EXERT FROM APPENDIX 1 from Don Featherstone's Battles With Model Soldiers
(The book that got me started.)

"Nothing in these pages is a dictate, no word says you must or you shall do it this way. On the contrary, the book sets out from the very beginning to stimulate the reader to think for himself, and to use what he has read merely as a foundation for efforts and ideas which reflect his own temperament and character. Only in this way will he obtain maximum satisfaction from the hobby of battling with model soldiers."

-Don Featherstone 1918 - 2013

Tuesday, July 27, 2010

THE ADVENTURES OF PRINCE MICHAEL: EPISODE 11

RAIDERS IN THE PASS


On Sunday, my friend George called up to check on me and see if I was up for a visitor and a chat. Since  the table wasn't completely cleared after Friday's solo play through of TTT12,  I figured that I might as well spring a game on him. I didn't want to do an exact replay though and since we talked a bit about George's 1/72nd medieval project as well as ECW and other stuff,  I decided that Medieval Mayhem  was in order. That in turn meant my 40mm Elastolin Prince Valiant figures or rather The Adventures of Prince Michael in The Days of King Arthur. (follow the link for a tiny bit more about the background but for those not familiar with Hal Foster's Prince Valiant, the comic strip supposedly took place in the 5th century after the last Romans had left Britain but 12thC knights, Victorian lithograph Viking, Saxon and Hun barbarians, Romans and what not all appear jumbled together. )


This episode takes place 18 months after Episode 9 (Game of Week scenario 48)  in  which Prince Michael wins the tourney. (Prince Michael doesn't actually appear in Episode 10 which features a cameo appearance by Prince Valiant himself).  Word has arrived at the court of Count Hector that Dearg Mor, the Pictish Chieftain has allied himself with a new Saxon pirate, Geowolf the Ravisher. The Count sends out his eldest son, Duke Stephen to hold  the enemy in the Avon valley. The Duke assigned 2 archers to Prince Michael and he and his 3 followers hid in the rocks to the east of the river. The Tribune with 3 soldiers and 2 archers took a post on the reverse slope of the hill just west of the main bridge while the Eagle bearer and 3 more soldiers  were placed behind a wood west of the rickety wooden bridge. The Duke and Sir Jeffery The Barve (as in bravely ran away ran away - see scenario 21)  took post near the bridge and waited.  If even 8 of the enemy raiders got through, they would cause mayhem amongst the peaceful villages of Count Hector's subjects, the Duke was determined not to let this happen. (The scenario indicates the attackers win if they can exit 1 unit  from the pass, since there are 9 attacking units in the original vs 25 attackers here, 8 men is steeper % wise but since there are no fixed units in Mayhem  or zones of control, it seemed a fair translation and indeed it ended up a close game.)


Pictish nobles ride ahead of the Saxon advance guard.



Geowolf the Ravisher chose to deploy all of his raiders on the West bank.  Buidhe and  Ceol, 2 Pictish 'knights' in advance, then himself with the Raven bearer, 6 Saxon warriors and 4 archers, then Dearg Mor with 4 pictish archer/slingers and 4 Pictish spearmen and finally a rearguard of Wrothgar the Nameless with 6 more Saxon spearmen. (You would almost think  he didn't fully trust his Pictish allies which is interesting given the outcome).

Pointing records:
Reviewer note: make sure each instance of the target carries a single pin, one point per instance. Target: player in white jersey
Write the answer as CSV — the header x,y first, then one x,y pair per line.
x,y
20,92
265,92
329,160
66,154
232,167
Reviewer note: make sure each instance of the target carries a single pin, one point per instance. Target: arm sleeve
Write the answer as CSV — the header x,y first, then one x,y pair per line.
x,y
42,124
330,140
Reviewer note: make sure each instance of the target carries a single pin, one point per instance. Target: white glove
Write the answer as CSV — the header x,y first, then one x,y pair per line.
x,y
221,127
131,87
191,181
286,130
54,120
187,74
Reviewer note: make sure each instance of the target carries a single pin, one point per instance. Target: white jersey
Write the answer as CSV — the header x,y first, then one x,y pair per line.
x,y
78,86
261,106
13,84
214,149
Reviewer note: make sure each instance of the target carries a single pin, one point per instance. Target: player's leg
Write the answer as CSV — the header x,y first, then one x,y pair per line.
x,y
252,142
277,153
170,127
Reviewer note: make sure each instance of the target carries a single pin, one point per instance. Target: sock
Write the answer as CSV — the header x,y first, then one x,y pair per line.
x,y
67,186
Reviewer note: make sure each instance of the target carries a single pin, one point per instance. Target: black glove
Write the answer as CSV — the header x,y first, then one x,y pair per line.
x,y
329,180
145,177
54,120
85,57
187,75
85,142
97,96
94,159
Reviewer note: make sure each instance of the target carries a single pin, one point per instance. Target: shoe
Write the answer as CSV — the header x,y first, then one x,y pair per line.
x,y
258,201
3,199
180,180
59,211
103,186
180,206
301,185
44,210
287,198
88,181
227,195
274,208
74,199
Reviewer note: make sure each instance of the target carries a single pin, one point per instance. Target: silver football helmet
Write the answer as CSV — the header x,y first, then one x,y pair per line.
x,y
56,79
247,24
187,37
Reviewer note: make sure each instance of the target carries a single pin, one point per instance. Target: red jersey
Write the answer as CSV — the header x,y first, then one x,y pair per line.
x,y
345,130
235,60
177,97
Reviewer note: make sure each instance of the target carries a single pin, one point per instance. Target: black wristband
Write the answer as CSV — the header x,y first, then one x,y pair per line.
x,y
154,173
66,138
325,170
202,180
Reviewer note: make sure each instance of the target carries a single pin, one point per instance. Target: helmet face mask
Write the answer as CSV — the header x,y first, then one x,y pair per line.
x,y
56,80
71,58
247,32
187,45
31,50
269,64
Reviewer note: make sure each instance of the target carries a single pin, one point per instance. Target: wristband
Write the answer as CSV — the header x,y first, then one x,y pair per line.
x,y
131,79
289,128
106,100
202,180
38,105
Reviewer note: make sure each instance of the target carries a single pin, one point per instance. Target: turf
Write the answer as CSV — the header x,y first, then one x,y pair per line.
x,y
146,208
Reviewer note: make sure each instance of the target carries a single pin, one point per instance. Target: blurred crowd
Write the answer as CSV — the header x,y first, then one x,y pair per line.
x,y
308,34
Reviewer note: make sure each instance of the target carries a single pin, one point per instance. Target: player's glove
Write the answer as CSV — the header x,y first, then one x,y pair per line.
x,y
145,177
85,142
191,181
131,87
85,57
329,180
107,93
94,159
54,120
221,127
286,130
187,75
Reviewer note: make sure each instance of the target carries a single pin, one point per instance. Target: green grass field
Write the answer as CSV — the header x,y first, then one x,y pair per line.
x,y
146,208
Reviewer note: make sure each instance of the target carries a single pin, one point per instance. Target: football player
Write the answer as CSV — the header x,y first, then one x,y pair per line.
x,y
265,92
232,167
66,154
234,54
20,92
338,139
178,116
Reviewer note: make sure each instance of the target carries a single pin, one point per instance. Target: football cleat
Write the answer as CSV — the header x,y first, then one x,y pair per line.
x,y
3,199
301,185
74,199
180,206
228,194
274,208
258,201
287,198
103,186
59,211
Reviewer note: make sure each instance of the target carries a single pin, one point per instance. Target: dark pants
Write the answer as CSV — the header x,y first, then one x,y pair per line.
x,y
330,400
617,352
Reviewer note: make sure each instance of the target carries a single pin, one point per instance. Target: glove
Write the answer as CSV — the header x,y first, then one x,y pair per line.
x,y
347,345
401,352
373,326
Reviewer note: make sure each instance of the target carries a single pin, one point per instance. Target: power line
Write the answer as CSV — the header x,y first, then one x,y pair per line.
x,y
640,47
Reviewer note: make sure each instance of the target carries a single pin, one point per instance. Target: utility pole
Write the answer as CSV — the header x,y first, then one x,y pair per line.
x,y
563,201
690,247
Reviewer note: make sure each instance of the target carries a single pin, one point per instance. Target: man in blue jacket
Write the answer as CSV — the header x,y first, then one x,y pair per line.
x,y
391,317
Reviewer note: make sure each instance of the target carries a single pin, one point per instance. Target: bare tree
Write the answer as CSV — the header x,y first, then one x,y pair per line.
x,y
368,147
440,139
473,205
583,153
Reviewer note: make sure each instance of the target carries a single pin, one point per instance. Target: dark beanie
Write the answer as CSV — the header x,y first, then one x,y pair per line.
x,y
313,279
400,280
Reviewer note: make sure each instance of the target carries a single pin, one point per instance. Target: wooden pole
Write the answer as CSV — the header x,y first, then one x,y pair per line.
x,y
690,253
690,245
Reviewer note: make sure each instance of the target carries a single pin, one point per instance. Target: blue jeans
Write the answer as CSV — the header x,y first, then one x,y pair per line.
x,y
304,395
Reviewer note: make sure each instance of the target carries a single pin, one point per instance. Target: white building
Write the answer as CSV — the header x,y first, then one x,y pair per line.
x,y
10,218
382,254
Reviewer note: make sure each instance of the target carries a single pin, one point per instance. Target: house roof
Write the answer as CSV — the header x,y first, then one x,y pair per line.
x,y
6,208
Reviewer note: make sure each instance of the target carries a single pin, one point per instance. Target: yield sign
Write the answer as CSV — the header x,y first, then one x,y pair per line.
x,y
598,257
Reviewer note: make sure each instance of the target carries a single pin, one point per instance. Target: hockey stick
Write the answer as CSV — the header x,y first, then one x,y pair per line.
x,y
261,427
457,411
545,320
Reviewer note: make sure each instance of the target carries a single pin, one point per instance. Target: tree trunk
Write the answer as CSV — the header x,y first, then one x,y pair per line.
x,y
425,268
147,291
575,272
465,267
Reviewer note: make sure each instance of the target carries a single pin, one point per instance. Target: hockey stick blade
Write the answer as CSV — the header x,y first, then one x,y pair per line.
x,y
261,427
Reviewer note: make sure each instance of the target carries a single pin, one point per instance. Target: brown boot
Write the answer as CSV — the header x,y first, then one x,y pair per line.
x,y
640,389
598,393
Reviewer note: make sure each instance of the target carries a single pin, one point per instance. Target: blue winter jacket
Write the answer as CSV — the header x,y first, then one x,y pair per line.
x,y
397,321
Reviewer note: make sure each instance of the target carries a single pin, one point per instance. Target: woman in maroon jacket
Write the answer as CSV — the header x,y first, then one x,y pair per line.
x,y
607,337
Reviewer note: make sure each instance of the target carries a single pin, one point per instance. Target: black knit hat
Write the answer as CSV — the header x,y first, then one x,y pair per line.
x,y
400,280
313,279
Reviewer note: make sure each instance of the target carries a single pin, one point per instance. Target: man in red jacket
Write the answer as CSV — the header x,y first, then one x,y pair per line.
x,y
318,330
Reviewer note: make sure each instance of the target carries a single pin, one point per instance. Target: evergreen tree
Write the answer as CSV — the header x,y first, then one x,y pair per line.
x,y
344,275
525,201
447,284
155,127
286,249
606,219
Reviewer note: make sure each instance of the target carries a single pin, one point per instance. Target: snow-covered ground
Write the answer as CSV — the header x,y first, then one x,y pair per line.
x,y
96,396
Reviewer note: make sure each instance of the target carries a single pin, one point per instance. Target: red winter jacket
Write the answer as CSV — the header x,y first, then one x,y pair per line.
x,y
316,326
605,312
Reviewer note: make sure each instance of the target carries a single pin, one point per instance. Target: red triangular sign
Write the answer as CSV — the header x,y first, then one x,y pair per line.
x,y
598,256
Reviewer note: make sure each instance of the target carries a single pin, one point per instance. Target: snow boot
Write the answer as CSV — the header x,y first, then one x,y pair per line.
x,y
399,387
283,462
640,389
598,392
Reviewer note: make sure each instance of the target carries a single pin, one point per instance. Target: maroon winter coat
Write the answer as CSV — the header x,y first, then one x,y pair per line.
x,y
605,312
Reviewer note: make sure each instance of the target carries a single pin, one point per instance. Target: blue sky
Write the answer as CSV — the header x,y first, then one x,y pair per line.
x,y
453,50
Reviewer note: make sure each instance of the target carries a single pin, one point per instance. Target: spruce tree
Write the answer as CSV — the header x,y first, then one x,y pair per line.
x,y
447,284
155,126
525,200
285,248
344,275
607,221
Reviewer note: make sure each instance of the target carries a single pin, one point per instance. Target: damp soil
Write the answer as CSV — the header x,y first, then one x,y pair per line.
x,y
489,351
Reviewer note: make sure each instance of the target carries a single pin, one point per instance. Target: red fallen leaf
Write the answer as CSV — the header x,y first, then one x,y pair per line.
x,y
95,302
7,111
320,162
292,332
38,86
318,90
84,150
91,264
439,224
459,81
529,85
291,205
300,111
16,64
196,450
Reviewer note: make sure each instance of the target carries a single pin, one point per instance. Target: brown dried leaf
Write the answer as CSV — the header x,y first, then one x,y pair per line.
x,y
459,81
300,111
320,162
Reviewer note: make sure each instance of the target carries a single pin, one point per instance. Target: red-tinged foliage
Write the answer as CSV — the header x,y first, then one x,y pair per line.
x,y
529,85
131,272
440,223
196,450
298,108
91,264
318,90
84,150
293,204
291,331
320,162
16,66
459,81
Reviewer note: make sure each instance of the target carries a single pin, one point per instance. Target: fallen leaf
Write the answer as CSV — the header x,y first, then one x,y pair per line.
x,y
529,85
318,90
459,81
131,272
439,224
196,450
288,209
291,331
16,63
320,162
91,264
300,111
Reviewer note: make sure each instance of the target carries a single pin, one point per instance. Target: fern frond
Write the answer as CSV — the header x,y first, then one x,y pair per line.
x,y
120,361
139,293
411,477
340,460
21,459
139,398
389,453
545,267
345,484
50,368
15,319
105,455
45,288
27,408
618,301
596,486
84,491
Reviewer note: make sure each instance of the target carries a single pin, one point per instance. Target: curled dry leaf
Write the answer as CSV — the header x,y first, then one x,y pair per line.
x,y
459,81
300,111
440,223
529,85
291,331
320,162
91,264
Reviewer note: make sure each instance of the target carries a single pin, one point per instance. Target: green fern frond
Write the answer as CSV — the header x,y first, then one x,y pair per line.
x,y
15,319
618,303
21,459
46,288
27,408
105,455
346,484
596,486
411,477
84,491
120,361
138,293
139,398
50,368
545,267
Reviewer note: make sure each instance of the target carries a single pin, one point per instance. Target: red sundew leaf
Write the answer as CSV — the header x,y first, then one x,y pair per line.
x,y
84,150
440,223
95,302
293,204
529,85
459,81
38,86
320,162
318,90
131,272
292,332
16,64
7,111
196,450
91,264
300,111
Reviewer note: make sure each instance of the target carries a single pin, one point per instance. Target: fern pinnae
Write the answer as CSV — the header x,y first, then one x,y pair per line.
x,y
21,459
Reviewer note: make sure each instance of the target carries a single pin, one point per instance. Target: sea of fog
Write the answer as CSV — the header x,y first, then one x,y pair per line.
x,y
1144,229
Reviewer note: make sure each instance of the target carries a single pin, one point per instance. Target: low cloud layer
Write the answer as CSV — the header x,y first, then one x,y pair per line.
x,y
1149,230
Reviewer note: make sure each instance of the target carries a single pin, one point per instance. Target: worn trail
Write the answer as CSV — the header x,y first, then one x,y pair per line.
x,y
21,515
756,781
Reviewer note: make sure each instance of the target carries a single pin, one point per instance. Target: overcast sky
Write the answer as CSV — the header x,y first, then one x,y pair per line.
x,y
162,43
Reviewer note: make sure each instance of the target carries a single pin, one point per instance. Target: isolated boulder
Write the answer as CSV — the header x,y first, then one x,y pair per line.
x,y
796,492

AIM: Carry on the "Raiders in the Pass" battle report from the point where it ends.

RESULT FOR THIS TASK:
The column soon came under bowfire from both sides of the river and spread out, Picts on the right, Saxons on the left. The Pictish cavalry split up and set out to chase off the archers. Buidhe on the left ran both archers down with minimal difficulty but Ceol had trouble summoning up sufficient courage to charge over the bridge. (5 or less to pass the pre-charge morale for a knight.) By the time he crossed over the archers had nipped safely back to cover and Prince Michael emerged from the rocks to charge the Pict. A fierce melee broke out until one of Michael's followers came around the flank and together they  brought Ceol down, 
 Across the river, the Count's soldiers held the hill as long as possible, but with the Saxon's moving past them, they backed away, delaying the enemy while avoiding combat. (it turns out this may have been a mistake on the Duke's part, it might have been better to have charged the Picts relying on their superior armour to win the day and breaking their formation. )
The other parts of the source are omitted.